DATA:
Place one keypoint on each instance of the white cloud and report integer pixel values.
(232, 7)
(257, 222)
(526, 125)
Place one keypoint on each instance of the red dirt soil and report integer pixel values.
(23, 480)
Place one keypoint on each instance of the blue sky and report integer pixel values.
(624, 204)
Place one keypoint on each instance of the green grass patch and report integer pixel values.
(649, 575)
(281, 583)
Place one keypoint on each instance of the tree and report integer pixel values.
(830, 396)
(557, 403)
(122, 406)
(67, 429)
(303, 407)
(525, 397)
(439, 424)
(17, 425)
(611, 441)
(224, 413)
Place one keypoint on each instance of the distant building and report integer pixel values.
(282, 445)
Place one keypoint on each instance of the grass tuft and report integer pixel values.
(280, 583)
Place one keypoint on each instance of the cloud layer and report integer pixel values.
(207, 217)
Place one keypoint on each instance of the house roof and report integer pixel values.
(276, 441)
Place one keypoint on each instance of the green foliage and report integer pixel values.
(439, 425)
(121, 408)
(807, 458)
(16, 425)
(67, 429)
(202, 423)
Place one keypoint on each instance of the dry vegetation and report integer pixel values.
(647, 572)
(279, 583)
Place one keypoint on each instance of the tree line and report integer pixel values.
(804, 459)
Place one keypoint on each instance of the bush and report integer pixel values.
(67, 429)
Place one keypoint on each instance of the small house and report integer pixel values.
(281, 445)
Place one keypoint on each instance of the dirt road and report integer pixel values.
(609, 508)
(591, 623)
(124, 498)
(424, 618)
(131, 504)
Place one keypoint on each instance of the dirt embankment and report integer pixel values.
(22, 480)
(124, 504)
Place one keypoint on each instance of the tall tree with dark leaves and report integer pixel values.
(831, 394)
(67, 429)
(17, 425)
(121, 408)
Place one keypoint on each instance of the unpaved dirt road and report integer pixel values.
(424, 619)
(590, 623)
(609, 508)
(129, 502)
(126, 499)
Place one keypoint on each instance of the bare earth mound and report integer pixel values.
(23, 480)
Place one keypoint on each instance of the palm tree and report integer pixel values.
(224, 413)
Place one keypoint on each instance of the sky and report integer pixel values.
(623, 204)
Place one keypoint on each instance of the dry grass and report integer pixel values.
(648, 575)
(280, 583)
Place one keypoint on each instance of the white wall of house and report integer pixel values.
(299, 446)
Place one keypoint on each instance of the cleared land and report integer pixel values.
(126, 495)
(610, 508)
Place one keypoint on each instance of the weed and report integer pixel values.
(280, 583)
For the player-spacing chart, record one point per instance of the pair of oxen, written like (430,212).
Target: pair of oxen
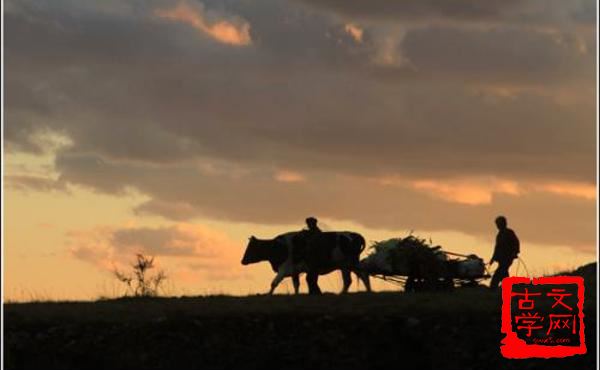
(315,254)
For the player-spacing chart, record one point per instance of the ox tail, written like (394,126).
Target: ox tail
(362,241)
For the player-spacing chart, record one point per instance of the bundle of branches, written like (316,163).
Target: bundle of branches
(406,256)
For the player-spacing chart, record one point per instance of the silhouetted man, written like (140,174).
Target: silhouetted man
(311,223)
(506,250)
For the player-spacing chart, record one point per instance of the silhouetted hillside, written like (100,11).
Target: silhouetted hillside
(444,330)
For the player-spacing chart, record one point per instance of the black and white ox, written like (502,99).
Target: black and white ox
(293,253)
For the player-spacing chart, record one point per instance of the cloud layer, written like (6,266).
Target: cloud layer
(431,115)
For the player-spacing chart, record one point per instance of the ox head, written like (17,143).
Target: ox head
(256,251)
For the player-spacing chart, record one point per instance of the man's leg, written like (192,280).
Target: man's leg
(500,273)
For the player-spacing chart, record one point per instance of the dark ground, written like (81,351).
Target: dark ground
(456,330)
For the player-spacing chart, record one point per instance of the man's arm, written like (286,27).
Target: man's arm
(517,244)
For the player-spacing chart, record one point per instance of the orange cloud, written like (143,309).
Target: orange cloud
(580,190)
(354,31)
(478,191)
(473,192)
(107,247)
(289,176)
(233,32)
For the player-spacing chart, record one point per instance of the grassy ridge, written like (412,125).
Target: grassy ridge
(445,330)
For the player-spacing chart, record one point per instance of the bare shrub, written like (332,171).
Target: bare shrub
(139,282)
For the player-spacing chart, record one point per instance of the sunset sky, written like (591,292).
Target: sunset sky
(180,128)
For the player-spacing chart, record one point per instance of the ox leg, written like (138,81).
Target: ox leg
(296,281)
(347,277)
(312,281)
(364,277)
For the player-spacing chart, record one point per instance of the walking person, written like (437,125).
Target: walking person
(506,250)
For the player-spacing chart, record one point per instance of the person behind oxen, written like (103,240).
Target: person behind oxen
(307,240)
(506,250)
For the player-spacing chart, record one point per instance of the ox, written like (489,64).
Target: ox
(316,254)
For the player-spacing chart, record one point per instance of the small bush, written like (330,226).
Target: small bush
(139,283)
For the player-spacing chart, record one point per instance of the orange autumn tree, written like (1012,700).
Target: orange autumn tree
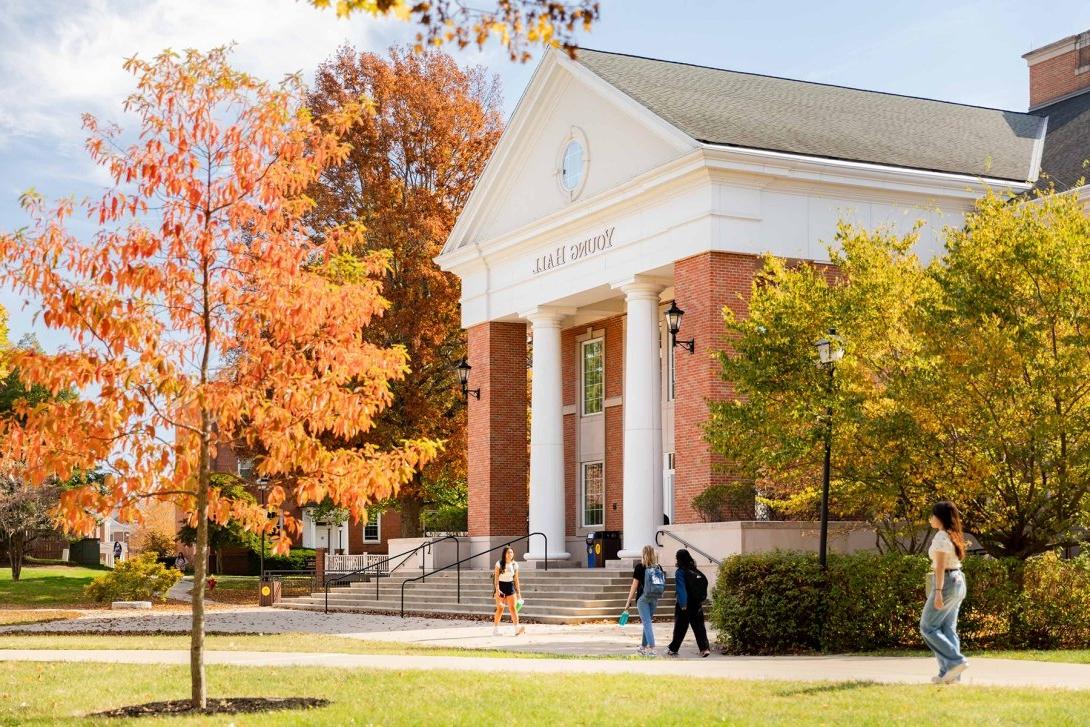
(412,166)
(517,24)
(203,309)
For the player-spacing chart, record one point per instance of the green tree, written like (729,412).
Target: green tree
(1008,400)
(966,379)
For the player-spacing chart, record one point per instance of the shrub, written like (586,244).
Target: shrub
(766,604)
(721,501)
(155,541)
(782,603)
(1055,602)
(871,602)
(136,579)
(294,560)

EXERCISE BRIEF: Please write out all the data word for word, but keep every picture out.

SOLUTION:
Place one keypoint on each instance of the white cloud and report integer pixel values.
(232, 7)
(257, 222)
(526, 125)
Place one keypoint on each instance of the red dirt soil and report integer pixel values.
(23, 480)
Place one keypoint on each instance of the blue sky and report integer pixel values.
(624, 204)
Place one keypoint on each instance of the green grass patch and report integer pixel values.
(649, 575)
(281, 583)
Place one keypoint on each instance of the tree and report integer pixel values.
(830, 396)
(557, 403)
(122, 406)
(67, 429)
(303, 407)
(525, 397)
(439, 424)
(17, 425)
(611, 441)
(224, 413)
Place one keypoint on each instance of the distant building and report integer pixel values.
(282, 445)
Place one keypoint on each instance of the grass tuft and report integer pixel values.
(280, 583)
Place one keypoint on each instance of the cloud layer and report integer pixel values.
(207, 217)
Place one keypoint on each instance of the house roof and report integer pixel values.
(276, 441)
Place one keypoint on each instance of the green foliage and report integer pixel values.
(439, 425)
(121, 408)
(807, 458)
(16, 425)
(67, 429)
(202, 423)
Place one keypoint on each instance of the dry vegetation and report integer pixel values.
(647, 572)
(279, 583)
Place one keypoint on each instance of the tree line and report integer pixel values.
(804, 459)
Place one keypoint on each instance of the bush and report integer pixel values.
(67, 429)
Place one keypoint on each instance of the small house and report integer pixel values.
(281, 445)
Place one keypoint on each instance of the dirt road and report integer pixel values.
(609, 508)
(591, 623)
(124, 498)
(424, 618)
(131, 504)
Place one keypoint on each instance of the dirt embankment and report integer pixel values.
(22, 480)
(124, 504)
Place one keypoint on each instance of the tall tree with dark leaves and report integer pixel values.
(831, 394)
(67, 429)
(17, 425)
(121, 408)
Place one keypoint on each instance of the unpaved dirt road and report integer pixel values.
(424, 619)
(590, 623)
(609, 508)
(129, 502)
(126, 499)
Place one keypoint on each instance of the bare earth mound and report integer pixel values.
(23, 480)
Place one keypoint on each instance of the palm tree and report integer pixel values.
(224, 413)
Place one keypoint on each instance of the sky and report integer pixel values.
(623, 204)
Place one keypoint on each instance of the dry grass and report integer pixel values.
(648, 575)
(280, 583)
Place one keypoint on each instance of the white wall of house and report integer pixel values.
(299, 446)
Place one keypoint on each instance of the cleared land and report integer pixel values.
(126, 495)
(610, 508)
Place one keypoint on each instance of the weed and report integer pixel values.
(280, 583)
For the player-spacing chart, record one point per instance of the pair of oxen, written like (430,212).
Target: pair of oxen
(315,254)
For the player-spacing chart, record one point per instance of the ox tail, written like (394,126).
Target: ox tail
(362,241)
For the player-spacing chart, record one point per instance of the bundle of branches, written like (316,163).
Target: bundle of branches
(406,256)
For the player-spacing chart, record one point per instance of the silhouetted man, written like (140,174).
Target: silhouetted man
(311,223)
(506,250)
For the player-spacing chart, record one point per instance of the silhouetted hillside, written like (100,11).
Target: silhouetted hillside
(444,330)
For the player-spacing chart, record one point per instance of the black and white ox, written like (502,99).
Target: black and white ox
(293,253)
For the player-spacing chart, record one point per instance of the cloud layer, written like (6,266).
Target: cloud layer
(431,115)
For the player-spacing chart, record one point per instance of the ox head, written like (17,143).
Target: ox head
(256,251)
For the player-spacing chart, record one point per instance of the man's leg, written like (192,280).
Target: man's leg
(500,273)
For the player-spacing chart, record one point per instance of the dark ground, written like (81,351).
Target: dark ground
(456,330)
For the player-spacing chart, record one point per instance of the man's arm, written like (286,27).
Target: man's arm
(517,244)
For the player-spacing chart, record one point per instance of the orange cloud, written like (143,309).
Target: orange cloud
(580,190)
(354,31)
(478,191)
(473,192)
(107,247)
(289,176)
(233,32)
For the player-spacing chart, record one point per instance of the grassy ridge, written like (412,125).
Target: grassy ridge
(445,330)
For the player-spacing chart, record one point per instance of the bare shrub, written like (332,171).
Target: bare shrub
(139,282)
For the player-spacing chart, record one point per instance of the sunset sky, written like (591,292).
Target: sunset sky
(180,128)
For the player-spacing chart, record one point per instance of the ox leg, written like (138,81).
Target: ox leg
(296,281)
(347,277)
(312,281)
(364,277)
For the player-spacing chart, record one point per instance of the walking person, written like (437,125).
Target: walking person
(506,250)
For the player-spacing chart, record one point per instance of the person behind oxen, written like (103,240).
Target: person behind oxen
(307,240)
(506,250)
For the player-spacing chart, record one point per instance of the ox, written like (489,64).
Target: ox
(316,254)
For the player-spacing chart, record one point per instance of the small bush, written like (330,226).
Target: small bush
(139,283)
For the player-spacing chart, record one point per instance of the orange autumn tree, written like (1012,700).
Target: orange autumn tree
(412,166)
(517,24)
(203,309)
For the player-spacing chart, record one point per instance of the green tree, written like (729,412).
Target: green tree
(1008,400)
(966,379)
For the player-spacing chart, record one point per instance of the shrub, written like (586,244).
Target: shrub
(766,604)
(721,501)
(155,541)
(782,603)
(1055,602)
(871,602)
(136,579)
(294,560)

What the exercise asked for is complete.